### Short task
Make an exact copy of the entries, and keep any pictures out of it.

### Listing
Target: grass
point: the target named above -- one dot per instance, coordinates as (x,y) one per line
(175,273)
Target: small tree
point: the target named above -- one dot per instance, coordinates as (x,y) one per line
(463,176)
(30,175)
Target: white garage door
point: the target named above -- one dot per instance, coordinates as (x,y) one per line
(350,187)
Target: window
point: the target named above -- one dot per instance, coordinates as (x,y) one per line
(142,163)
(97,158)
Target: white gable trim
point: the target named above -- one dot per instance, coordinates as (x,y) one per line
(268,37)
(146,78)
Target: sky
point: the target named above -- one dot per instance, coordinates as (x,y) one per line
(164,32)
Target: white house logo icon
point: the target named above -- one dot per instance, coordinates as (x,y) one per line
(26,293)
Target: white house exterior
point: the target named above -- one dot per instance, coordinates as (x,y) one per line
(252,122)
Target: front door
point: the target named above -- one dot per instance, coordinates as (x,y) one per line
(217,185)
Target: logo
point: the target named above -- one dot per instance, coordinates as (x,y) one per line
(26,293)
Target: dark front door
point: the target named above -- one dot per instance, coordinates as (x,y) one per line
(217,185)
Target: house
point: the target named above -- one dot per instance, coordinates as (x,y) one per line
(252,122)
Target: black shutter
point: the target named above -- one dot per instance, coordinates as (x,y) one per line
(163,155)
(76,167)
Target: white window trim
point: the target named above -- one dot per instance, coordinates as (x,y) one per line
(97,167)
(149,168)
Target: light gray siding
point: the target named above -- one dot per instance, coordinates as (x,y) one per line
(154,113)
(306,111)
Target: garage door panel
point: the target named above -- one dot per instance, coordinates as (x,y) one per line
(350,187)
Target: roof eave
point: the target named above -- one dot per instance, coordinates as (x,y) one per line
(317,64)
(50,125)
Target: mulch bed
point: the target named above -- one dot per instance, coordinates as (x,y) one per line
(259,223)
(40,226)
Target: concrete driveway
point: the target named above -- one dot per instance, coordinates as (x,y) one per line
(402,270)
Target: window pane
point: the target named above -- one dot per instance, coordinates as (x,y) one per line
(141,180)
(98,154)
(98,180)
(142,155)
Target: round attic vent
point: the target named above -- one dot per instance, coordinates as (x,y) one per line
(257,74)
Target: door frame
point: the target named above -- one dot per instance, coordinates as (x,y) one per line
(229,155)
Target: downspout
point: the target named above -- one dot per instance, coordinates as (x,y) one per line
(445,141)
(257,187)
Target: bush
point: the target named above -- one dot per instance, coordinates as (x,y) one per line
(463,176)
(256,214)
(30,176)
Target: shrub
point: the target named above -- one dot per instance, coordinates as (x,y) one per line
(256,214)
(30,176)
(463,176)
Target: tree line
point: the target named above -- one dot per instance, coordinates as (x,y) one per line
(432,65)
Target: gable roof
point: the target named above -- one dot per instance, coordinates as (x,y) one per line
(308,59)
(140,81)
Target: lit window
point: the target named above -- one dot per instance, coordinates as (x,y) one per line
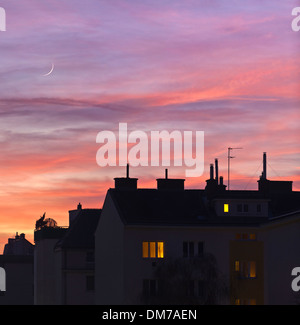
(145,249)
(226,208)
(160,250)
(245,269)
(153,249)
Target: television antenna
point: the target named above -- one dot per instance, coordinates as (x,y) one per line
(230,157)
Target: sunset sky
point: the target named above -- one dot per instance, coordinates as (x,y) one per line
(228,68)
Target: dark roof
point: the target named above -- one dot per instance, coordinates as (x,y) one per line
(80,234)
(192,207)
(159,206)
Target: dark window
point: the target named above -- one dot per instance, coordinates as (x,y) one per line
(200,248)
(90,257)
(185,249)
(201,287)
(191,249)
(90,283)
(149,287)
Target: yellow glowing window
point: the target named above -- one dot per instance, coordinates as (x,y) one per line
(153,249)
(252,273)
(160,250)
(226,207)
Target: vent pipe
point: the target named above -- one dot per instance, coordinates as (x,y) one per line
(217,170)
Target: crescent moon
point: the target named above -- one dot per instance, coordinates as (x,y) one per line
(47,74)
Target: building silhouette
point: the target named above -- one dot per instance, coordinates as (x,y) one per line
(173,245)
(253,236)
(17,261)
(64,260)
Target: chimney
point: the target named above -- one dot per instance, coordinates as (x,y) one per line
(211,171)
(170,183)
(264,175)
(126,183)
(217,170)
(74,213)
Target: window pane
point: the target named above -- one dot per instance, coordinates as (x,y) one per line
(90,283)
(238,236)
(185,249)
(200,248)
(152,249)
(191,249)
(152,288)
(252,269)
(160,250)
(236,265)
(226,207)
(145,249)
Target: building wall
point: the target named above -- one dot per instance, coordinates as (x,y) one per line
(216,242)
(282,242)
(73,271)
(19,280)
(109,256)
(247,271)
(45,274)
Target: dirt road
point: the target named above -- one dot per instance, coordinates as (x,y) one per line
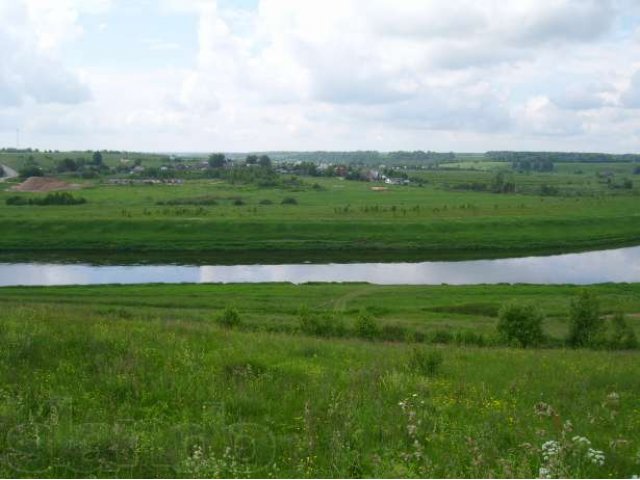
(8,173)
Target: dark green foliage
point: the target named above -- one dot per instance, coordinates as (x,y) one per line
(322,325)
(230,318)
(264,161)
(585,324)
(366,326)
(621,335)
(217,160)
(521,324)
(57,198)
(502,185)
(67,165)
(97,158)
(424,361)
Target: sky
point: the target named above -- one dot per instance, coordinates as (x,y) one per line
(260,75)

### Solved problem
Target: grass
point: the target named above -- one dot per instance, coordinates as (x,y) one per line
(175,273)
Target: small tree
point: the target named above -- one dot per instance, coordinates as (x,y) one per line
(463,176)
(30,175)
Target: white garage door
point: the target named above -- one dot per instance, coordinates as (x,y) one per line
(350,187)
Target: window
point: the target named above -- one dot per instance, coordinates as (x,y) one per line
(142,163)
(97,158)
Target: white gable trim
point: the target named above -- one dot per instance, coordinates as (x,y) one per line
(268,37)
(146,78)
Target: sky
point: the target named above -- one dot per instance, coordinates as (x,y) one per line
(164,32)
Target: white house logo icon
point: the target named above -- one dot per instance, coordinates as (x,y) one per line
(26,293)
Target: white house exterior
point: the target named above -- one dot per instance, coordinates as (x,y) one per line
(252,122)
Target: front door
point: the target named above -- one dot per instance, coordinates as (x,y) one per line
(217,185)
Target: logo
point: the target named above -- one dot per instance, coordinates as (x,y) one per line
(26,293)
Target: dark front door
point: the target named above -- one dot per instance, coordinates as (x,y) one per line
(217,185)
Target: house
point: the target named above -- one dot per instance, coordinates as (x,y) one per line
(252,122)
Target: black shutter
point: the target named above -- one dot per instance, coordinates as (x,y) one per line
(163,155)
(76,167)
Target: white window trim
point: the target named above -- one dot per instance, coordinates as (x,y) one per line
(97,167)
(149,168)
Target: light gray siding
point: the target named above -- one dot per instance, coordinates as (x,y) one per line
(154,113)
(306,111)
Target: garage door panel
point: the target named above -- one dot per instance, coordinates as (x,y) one per line
(350,187)
Target: roof eave
point: the target named above -- one dot per instance, coordinates as (x,y) one per line
(317,64)
(50,125)
Target: mulch bed
point: the target named above -- one dot per instance, coordinates as (x,y) one per line
(259,223)
(40,226)
Target: concrete driveway
point: the target named above -- one dot per instance, coordinates as (x,y) one per line
(402,270)
Target: window pane
point: the target named above -- one dot per instance, coordinates as (x,y) one per line
(141,180)
(98,154)
(98,180)
(142,155)
Target: round attic vent
point: the target named above -- one dot per instance, coordinates as (x,y) one per line
(257,74)
Target: door frame
point: the target named above -- one dot per instance, coordinates as (x,y) one per line
(229,155)
Target: downspout
point: the target named above -- one dot per instance, coordinates as (x,y) one per line
(445,141)
(257,187)
Target: bush
point: the target named above -- one dot per instance, coordinates as (x,y) one per line
(463,176)
(256,214)
(30,176)
Target: shrub
point: the target named above -- one dot per instance, coordinates as (x,y) one per line
(256,214)
(30,176)
(463,176)
Target: tree line
point: the target named above -- one dot per instance, coordinates as (x,y) one per line
(432,65)
Target: gable roof
point: the target named above -- one dot per instance, coordinates as (x,y) one per line
(308,59)
(140,81)
Target: lit window
point: the target named above -- one dot per instance, coordinates as (x,y) one per line
(145,249)
(226,208)
(160,250)
(245,269)
(153,249)
Target: television antenna
point: the target named above -- one dot per instance, coordinates as (x,y) one per line
(230,157)
Target: sunset sky
point: the target named above -- one dot per instance, coordinates as (x,y) one per line
(228,68)
Target: dark roof
point: the target named above -- one dot per instance, coordinates as (x,y) one per line
(80,234)
(192,207)
(159,206)
Target: dark window
point: the target named above -- one dot per instance, coordinates as (x,y) one per line
(200,248)
(90,257)
(185,249)
(201,287)
(191,249)
(90,283)
(149,287)
Target: yellow glowing window
point: the target named above -- one dot per instance, coordinates as (x,y) one per line
(153,249)
(252,273)
(160,250)
(226,207)
Target: vent pipe
point: the target named above -- one dot per instance, coordinates as (x,y) one per line
(217,170)
Target: crescent moon
point: the target named above -- one dot per instance, coordinates as (x,y) one per line
(47,74)
Target: building silhouette
point: the target named above -- one dot per instance, coordinates as (x,y) one per line
(173,245)
(253,236)
(17,261)
(64,260)
Target: chimney
point: the target named above -- one dot per instance, coordinates as (x,y) one per line
(211,171)
(170,183)
(264,175)
(126,183)
(217,170)
(74,213)
Target: window pane
point: the target named above -- one dot per instance, coordinates as (x,y) one per line
(90,283)
(238,236)
(185,249)
(200,248)
(152,249)
(191,249)
(152,288)
(252,269)
(160,250)
(236,265)
(226,207)
(145,249)
Target: building wall
point: the target named above -- one dot per instance, coordinates as (x,y) one per line
(216,242)
(282,242)
(73,271)
(19,280)
(109,256)
(247,271)
(45,274)
Target: dirt road
point: the target named above -- one dot per instance, coordinates as (x,y) one per line
(8,173)
Target: dark green foliage
point: the target named above -- one dot per instance, coordinates as (x,y) one per line
(322,325)
(230,318)
(264,161)
(585,324)
(366,326)
(621,335)
(217,160)
(521,324)
(57,198)
(502,185)
(67,165)
(97,158)
(424,361)
Target: sky
point: the target named above -- one dot per instance, coordinates as (x,y) one per line
(260,75)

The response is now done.